WHAT NEEDS TO BE DONE
Look through the entries below and count the lines with "beetle" in them; the reply is the number alone.

DATA SHOWN
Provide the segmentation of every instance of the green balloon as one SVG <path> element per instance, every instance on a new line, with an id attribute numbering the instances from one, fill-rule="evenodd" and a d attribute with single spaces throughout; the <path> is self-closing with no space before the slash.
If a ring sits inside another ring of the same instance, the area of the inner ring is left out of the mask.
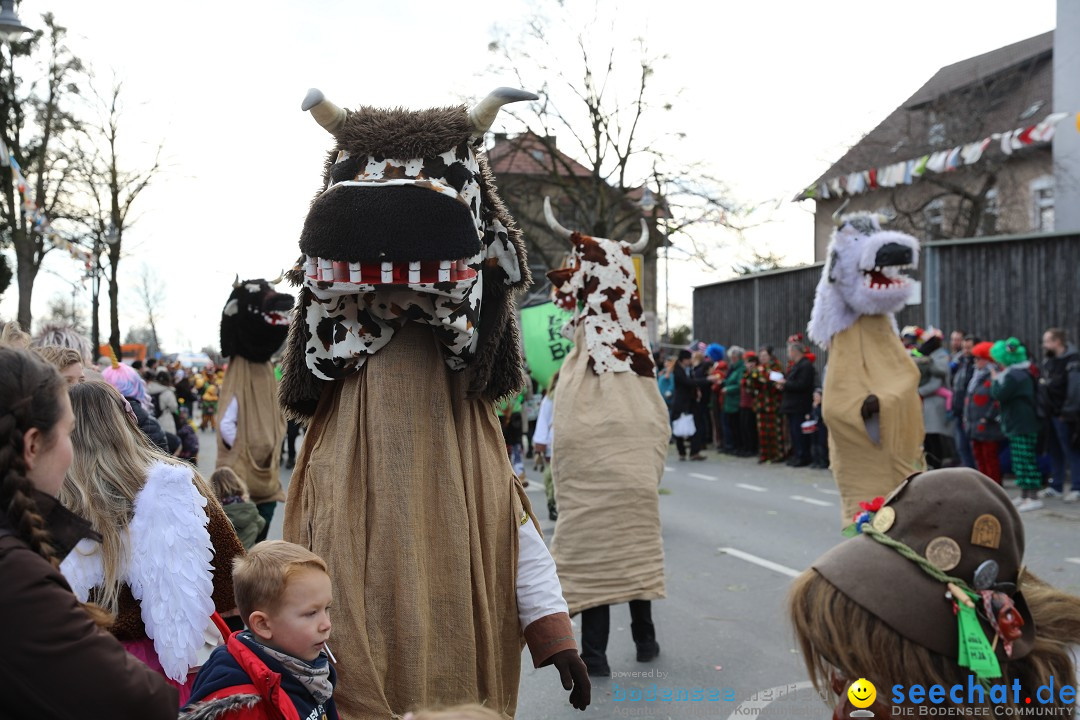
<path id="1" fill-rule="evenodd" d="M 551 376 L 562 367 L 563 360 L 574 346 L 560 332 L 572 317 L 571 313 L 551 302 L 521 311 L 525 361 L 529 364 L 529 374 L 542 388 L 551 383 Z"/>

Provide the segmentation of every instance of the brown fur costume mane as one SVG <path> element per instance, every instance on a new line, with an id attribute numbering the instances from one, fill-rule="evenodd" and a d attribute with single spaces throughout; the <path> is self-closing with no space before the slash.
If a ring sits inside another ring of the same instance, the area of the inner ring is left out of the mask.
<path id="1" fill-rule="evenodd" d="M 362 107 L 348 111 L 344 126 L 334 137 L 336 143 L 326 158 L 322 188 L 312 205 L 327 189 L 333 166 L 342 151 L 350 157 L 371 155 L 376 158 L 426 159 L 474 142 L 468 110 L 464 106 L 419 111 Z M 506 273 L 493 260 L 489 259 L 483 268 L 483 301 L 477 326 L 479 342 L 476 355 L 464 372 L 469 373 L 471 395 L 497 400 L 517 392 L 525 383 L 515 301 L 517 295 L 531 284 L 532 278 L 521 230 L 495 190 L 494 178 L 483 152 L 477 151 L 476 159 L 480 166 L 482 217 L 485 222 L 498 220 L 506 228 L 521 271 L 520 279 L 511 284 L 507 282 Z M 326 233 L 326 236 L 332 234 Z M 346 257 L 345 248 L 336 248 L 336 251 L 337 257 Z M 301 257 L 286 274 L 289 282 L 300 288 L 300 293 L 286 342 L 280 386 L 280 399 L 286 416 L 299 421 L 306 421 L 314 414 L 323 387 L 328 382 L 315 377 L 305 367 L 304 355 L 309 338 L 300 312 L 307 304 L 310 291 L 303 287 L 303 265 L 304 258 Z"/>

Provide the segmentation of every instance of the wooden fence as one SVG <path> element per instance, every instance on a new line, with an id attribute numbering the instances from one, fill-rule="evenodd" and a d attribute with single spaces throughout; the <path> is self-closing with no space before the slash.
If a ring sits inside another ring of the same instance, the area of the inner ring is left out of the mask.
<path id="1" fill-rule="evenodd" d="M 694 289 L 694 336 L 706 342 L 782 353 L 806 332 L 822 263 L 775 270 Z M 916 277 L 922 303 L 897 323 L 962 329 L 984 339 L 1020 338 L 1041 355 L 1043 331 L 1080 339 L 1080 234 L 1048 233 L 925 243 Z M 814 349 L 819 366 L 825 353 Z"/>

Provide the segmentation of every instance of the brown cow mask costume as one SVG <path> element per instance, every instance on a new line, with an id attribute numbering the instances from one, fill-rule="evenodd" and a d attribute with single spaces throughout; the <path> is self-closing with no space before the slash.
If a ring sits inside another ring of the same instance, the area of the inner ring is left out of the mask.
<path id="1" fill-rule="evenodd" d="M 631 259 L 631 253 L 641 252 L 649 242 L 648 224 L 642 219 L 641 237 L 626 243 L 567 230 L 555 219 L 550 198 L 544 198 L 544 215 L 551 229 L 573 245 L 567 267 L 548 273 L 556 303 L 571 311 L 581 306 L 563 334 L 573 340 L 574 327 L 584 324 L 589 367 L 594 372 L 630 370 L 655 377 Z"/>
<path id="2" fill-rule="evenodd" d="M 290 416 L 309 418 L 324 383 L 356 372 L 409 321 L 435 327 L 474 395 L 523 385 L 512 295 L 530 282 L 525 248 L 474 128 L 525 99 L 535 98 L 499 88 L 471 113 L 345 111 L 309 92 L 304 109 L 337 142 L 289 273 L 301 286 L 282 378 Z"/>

==

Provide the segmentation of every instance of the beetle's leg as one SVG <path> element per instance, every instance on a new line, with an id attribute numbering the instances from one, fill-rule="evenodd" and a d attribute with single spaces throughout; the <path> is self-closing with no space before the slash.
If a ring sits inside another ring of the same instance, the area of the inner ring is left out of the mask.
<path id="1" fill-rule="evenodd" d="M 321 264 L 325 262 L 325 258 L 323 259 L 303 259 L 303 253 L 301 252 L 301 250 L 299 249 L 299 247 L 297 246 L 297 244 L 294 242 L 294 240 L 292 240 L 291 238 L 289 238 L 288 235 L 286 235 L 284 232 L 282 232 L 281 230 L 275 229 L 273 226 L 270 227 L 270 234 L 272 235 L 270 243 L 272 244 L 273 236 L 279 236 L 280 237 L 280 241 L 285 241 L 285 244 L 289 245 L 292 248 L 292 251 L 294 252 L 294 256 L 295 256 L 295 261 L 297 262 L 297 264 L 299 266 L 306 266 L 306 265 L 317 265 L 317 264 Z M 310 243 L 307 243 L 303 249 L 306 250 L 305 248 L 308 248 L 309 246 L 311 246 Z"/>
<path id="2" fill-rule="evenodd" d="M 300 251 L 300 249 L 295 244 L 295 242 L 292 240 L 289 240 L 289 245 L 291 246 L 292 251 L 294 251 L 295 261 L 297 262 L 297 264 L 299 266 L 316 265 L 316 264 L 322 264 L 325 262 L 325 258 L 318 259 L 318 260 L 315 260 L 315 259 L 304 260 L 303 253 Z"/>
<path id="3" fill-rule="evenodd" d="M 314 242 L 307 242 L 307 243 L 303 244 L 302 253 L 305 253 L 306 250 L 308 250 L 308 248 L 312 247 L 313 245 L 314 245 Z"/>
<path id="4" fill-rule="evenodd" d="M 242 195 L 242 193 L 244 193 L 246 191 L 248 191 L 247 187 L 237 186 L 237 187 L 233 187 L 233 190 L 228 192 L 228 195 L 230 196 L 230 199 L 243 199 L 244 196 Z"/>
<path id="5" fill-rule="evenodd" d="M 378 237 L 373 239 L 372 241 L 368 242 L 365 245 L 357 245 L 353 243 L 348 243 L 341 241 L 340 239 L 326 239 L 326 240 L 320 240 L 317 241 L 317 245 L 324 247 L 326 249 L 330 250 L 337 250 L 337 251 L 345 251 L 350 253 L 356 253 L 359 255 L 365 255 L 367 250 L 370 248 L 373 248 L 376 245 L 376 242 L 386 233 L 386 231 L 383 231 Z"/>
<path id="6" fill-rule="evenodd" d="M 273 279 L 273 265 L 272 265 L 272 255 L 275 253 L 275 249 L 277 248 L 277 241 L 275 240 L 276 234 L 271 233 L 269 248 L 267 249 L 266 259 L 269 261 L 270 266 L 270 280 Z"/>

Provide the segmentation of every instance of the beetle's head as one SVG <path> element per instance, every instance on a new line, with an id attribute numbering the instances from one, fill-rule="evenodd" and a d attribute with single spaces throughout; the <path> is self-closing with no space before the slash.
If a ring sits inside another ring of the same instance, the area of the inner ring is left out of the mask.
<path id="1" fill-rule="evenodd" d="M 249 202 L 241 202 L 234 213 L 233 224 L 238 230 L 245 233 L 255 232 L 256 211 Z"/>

...

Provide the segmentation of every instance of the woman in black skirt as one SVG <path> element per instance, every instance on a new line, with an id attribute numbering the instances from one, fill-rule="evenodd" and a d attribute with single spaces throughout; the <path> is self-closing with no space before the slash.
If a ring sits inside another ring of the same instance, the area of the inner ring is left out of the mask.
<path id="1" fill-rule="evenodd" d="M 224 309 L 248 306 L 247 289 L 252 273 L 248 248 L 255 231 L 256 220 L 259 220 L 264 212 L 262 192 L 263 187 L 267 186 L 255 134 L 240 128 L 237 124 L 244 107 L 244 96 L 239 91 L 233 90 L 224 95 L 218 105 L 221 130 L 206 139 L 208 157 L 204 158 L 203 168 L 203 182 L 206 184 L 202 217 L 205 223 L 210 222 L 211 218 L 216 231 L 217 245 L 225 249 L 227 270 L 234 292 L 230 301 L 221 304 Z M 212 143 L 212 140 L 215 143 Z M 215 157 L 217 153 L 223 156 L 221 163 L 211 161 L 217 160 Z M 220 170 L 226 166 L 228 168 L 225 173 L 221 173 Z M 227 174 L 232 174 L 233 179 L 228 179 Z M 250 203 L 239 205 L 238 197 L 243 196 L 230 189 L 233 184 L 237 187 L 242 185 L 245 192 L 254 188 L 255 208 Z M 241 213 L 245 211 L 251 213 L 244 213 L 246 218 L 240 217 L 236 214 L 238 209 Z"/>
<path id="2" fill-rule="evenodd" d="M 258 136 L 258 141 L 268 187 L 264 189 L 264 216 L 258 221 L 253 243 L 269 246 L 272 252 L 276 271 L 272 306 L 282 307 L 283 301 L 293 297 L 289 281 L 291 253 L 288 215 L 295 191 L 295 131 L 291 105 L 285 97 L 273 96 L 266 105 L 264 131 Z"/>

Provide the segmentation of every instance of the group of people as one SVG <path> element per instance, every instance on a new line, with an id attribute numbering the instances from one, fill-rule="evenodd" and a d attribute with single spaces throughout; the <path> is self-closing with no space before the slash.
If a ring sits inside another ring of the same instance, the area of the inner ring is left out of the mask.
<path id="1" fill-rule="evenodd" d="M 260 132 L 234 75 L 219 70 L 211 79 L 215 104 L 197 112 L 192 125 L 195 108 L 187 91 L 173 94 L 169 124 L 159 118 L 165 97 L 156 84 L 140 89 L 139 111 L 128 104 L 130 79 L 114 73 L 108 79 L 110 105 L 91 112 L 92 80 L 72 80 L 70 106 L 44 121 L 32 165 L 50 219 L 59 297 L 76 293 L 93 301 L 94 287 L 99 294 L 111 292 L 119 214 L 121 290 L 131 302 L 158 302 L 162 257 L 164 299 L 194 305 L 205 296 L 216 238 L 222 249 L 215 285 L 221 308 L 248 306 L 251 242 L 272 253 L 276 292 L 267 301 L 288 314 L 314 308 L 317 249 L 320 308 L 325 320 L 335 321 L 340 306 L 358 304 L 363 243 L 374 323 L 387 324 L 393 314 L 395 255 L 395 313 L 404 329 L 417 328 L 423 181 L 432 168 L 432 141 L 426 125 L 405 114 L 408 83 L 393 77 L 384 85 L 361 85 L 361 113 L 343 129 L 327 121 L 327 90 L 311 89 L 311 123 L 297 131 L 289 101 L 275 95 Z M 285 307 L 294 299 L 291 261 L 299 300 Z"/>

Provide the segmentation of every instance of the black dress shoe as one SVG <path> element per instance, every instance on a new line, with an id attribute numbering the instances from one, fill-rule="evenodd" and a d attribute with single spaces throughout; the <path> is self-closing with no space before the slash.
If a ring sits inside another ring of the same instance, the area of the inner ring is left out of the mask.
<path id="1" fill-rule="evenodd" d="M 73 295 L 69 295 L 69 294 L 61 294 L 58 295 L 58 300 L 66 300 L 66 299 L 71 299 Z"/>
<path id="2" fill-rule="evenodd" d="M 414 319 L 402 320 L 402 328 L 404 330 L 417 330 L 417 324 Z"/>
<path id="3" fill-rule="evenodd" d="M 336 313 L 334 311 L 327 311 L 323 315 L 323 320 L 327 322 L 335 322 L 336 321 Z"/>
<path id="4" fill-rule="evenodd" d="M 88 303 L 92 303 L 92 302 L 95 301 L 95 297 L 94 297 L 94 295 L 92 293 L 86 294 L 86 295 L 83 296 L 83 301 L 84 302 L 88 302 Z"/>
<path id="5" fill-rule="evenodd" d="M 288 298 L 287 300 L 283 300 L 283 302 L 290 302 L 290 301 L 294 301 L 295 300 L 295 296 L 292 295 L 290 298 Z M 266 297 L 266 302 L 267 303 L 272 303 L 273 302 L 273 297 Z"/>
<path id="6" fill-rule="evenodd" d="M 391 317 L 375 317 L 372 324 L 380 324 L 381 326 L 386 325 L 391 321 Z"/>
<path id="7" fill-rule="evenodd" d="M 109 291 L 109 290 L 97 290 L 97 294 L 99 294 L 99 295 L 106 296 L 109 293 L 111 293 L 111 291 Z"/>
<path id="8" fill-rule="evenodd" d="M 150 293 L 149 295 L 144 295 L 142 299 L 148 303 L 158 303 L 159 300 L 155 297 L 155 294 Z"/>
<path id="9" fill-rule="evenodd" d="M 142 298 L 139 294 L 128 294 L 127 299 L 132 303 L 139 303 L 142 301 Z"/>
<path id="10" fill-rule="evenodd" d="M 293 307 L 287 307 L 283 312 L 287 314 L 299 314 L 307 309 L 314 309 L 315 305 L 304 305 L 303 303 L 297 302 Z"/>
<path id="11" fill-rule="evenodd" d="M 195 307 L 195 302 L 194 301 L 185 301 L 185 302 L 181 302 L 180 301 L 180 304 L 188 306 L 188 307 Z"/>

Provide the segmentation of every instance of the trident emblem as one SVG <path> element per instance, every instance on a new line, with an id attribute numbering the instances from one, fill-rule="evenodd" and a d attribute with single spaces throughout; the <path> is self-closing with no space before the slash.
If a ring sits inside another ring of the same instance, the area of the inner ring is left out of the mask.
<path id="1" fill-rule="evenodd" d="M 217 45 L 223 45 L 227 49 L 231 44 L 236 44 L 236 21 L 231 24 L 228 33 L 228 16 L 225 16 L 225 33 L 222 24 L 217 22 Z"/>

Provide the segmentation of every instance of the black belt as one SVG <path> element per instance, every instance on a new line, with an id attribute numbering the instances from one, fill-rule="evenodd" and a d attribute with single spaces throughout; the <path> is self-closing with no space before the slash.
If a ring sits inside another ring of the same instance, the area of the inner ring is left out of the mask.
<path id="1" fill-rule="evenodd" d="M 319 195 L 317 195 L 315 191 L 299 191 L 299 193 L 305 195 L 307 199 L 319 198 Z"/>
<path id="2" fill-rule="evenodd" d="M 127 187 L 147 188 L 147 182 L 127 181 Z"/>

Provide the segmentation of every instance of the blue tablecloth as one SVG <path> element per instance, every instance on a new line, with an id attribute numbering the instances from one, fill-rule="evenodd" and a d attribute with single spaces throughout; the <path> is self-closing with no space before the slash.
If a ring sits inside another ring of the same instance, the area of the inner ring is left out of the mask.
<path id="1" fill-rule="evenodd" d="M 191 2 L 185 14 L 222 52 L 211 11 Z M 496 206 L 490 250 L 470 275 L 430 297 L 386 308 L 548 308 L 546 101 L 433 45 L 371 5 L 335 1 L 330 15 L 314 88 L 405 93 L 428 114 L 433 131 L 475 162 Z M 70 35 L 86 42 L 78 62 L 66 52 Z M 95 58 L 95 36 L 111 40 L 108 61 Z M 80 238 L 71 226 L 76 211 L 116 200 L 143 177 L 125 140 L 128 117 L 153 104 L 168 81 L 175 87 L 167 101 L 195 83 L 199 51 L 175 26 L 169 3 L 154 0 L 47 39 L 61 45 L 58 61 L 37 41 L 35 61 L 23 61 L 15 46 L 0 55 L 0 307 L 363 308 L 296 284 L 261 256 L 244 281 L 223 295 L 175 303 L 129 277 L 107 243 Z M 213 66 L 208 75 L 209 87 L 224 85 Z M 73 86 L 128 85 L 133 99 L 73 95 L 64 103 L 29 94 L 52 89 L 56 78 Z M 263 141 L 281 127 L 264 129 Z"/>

RESPONSE TO THE EXERCISE
2